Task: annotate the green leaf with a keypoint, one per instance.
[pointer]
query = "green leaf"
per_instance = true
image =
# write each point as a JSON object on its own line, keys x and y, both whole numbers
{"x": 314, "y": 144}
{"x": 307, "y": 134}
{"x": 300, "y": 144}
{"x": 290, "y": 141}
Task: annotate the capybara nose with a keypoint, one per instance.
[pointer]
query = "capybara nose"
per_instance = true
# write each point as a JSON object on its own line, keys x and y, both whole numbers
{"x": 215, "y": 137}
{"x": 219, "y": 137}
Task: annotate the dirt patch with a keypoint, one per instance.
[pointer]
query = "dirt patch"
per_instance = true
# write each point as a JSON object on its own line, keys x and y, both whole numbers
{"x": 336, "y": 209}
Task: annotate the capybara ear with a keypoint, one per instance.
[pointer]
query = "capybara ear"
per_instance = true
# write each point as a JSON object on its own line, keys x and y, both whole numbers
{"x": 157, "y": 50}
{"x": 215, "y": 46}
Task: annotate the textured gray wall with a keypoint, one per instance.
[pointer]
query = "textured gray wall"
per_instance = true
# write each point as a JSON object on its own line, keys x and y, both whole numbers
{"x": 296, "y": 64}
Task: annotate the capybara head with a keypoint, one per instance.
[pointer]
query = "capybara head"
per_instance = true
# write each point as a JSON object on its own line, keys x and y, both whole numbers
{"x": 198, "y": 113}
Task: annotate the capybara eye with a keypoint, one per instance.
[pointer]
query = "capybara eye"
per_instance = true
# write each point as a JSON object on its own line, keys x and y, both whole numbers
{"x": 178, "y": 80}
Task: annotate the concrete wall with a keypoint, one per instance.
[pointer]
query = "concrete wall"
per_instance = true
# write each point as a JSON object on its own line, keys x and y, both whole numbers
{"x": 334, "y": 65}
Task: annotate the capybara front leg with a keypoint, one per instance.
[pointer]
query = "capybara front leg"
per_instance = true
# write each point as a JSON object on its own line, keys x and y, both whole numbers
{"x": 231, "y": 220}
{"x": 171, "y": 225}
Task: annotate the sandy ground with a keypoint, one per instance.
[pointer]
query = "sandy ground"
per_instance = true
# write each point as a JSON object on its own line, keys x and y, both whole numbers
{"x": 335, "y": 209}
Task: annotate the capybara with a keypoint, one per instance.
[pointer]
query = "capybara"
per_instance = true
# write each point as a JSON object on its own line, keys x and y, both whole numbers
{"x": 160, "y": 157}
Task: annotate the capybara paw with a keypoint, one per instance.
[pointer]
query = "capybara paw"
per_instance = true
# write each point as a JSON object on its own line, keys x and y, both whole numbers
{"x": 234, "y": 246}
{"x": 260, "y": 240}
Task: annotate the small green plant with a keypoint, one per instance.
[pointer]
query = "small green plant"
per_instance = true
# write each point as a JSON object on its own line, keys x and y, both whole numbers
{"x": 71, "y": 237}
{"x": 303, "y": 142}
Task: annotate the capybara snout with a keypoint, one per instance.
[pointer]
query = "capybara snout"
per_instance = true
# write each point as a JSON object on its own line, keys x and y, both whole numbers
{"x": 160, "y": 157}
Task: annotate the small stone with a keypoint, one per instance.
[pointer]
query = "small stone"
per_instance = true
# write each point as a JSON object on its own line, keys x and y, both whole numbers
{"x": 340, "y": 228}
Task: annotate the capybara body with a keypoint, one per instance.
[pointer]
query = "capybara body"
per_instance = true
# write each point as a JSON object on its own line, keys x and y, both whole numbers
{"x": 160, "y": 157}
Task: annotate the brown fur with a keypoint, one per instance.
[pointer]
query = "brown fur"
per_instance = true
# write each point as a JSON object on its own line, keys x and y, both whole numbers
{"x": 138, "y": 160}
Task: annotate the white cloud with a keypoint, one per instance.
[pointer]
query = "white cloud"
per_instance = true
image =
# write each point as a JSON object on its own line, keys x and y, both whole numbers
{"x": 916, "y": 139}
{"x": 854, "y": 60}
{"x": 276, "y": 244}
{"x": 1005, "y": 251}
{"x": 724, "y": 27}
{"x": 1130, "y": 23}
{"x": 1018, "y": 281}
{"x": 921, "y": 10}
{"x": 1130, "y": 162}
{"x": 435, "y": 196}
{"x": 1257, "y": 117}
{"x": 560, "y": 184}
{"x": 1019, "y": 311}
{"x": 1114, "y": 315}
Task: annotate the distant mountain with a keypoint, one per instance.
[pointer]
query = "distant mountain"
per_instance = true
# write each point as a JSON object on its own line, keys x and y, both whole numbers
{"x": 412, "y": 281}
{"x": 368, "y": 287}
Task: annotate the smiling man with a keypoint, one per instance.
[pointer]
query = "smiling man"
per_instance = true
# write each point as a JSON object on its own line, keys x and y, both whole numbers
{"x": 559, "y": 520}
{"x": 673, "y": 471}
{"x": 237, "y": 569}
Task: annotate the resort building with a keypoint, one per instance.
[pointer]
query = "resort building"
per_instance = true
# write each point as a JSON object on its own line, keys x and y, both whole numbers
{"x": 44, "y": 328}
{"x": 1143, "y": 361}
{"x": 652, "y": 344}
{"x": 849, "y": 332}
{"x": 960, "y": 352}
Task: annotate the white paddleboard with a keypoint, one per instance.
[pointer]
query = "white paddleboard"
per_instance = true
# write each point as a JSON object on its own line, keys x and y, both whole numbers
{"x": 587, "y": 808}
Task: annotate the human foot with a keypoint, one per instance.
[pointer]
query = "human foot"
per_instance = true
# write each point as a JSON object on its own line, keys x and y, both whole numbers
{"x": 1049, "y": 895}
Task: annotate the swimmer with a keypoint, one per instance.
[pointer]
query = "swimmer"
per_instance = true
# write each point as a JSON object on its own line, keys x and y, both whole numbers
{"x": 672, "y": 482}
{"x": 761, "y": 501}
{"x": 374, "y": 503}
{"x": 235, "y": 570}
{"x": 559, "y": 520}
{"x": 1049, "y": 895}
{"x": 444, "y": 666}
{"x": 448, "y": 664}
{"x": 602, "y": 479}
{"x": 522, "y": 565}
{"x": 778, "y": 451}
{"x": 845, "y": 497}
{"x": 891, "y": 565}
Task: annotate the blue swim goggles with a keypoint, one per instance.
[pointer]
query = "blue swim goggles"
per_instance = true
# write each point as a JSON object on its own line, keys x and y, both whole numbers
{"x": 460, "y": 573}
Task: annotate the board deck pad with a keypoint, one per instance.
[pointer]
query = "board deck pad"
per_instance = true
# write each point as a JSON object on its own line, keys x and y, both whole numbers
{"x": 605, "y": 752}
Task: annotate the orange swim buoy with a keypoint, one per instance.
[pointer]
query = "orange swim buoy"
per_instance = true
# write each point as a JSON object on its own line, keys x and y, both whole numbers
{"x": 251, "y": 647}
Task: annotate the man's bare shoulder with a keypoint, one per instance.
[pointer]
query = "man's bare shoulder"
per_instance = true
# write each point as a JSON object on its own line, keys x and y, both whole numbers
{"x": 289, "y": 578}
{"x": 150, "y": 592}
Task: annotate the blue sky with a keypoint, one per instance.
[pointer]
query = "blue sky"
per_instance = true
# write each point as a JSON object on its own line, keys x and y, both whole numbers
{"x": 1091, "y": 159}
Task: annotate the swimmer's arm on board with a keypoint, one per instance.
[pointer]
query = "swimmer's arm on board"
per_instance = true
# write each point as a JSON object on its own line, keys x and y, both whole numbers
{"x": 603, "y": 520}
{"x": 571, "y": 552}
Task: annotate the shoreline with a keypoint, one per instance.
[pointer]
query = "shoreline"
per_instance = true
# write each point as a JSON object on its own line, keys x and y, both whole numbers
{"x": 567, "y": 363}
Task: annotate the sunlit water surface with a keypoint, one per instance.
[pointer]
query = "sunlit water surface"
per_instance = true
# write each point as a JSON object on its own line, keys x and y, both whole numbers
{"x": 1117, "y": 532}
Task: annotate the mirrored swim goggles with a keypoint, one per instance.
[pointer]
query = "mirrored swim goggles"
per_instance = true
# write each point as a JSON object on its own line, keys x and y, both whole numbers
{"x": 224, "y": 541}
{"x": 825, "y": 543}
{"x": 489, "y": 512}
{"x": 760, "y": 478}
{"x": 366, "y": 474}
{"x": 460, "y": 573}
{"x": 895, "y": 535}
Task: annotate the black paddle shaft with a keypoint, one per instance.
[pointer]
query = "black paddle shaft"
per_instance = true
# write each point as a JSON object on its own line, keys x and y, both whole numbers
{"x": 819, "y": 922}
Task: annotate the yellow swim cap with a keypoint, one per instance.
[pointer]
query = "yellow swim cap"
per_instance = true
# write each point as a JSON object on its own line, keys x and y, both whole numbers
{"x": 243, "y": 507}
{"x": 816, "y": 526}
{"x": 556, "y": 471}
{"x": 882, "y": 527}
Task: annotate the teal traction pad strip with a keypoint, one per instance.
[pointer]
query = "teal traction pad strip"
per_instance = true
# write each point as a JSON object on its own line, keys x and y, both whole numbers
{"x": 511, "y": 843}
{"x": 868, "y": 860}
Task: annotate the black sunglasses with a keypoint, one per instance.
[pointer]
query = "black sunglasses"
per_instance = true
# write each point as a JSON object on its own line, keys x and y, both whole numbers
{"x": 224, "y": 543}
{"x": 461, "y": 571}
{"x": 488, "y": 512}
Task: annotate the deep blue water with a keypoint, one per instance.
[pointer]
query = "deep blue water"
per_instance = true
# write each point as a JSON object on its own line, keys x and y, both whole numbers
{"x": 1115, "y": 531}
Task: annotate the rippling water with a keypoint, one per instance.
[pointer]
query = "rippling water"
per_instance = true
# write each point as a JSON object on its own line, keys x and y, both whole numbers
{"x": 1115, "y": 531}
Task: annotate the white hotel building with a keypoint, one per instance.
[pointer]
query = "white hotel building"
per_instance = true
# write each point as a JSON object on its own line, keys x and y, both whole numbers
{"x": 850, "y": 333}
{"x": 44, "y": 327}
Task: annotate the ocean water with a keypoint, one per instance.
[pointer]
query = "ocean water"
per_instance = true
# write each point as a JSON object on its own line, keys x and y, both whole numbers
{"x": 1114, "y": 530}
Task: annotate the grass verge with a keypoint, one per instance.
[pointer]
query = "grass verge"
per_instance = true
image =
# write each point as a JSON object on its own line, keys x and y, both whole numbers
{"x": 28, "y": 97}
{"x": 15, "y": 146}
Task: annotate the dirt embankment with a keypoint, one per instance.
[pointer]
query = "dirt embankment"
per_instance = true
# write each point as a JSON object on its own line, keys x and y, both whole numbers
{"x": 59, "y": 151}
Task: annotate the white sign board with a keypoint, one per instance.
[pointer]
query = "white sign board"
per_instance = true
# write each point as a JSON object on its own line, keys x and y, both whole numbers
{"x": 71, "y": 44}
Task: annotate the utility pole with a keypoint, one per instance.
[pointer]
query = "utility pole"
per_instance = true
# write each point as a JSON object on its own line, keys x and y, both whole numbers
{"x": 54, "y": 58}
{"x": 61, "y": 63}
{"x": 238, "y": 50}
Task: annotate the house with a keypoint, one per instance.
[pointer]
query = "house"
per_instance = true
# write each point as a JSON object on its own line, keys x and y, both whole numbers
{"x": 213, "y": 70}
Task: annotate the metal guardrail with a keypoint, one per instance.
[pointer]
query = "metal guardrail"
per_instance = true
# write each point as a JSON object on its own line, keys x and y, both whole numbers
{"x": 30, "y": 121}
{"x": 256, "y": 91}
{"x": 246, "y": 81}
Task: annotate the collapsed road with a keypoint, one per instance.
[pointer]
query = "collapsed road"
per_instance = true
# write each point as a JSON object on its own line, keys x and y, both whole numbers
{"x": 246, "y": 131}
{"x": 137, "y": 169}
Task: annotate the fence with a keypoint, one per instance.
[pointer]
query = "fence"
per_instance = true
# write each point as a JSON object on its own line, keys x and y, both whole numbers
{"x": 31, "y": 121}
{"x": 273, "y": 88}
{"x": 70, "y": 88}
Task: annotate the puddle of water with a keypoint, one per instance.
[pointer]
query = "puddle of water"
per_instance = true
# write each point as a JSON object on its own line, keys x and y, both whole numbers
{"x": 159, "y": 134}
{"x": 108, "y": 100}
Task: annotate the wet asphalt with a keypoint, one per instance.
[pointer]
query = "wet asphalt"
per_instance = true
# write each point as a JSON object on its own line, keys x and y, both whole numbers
┄┄┄┄┄┄┄┄┄┄┄┄┄┄┄┄┄┄┄┄
## ACTION ITEM
Say how many lines of the records include the string "stone"; the number alone is enough.

## EXERCISE ANSWER
2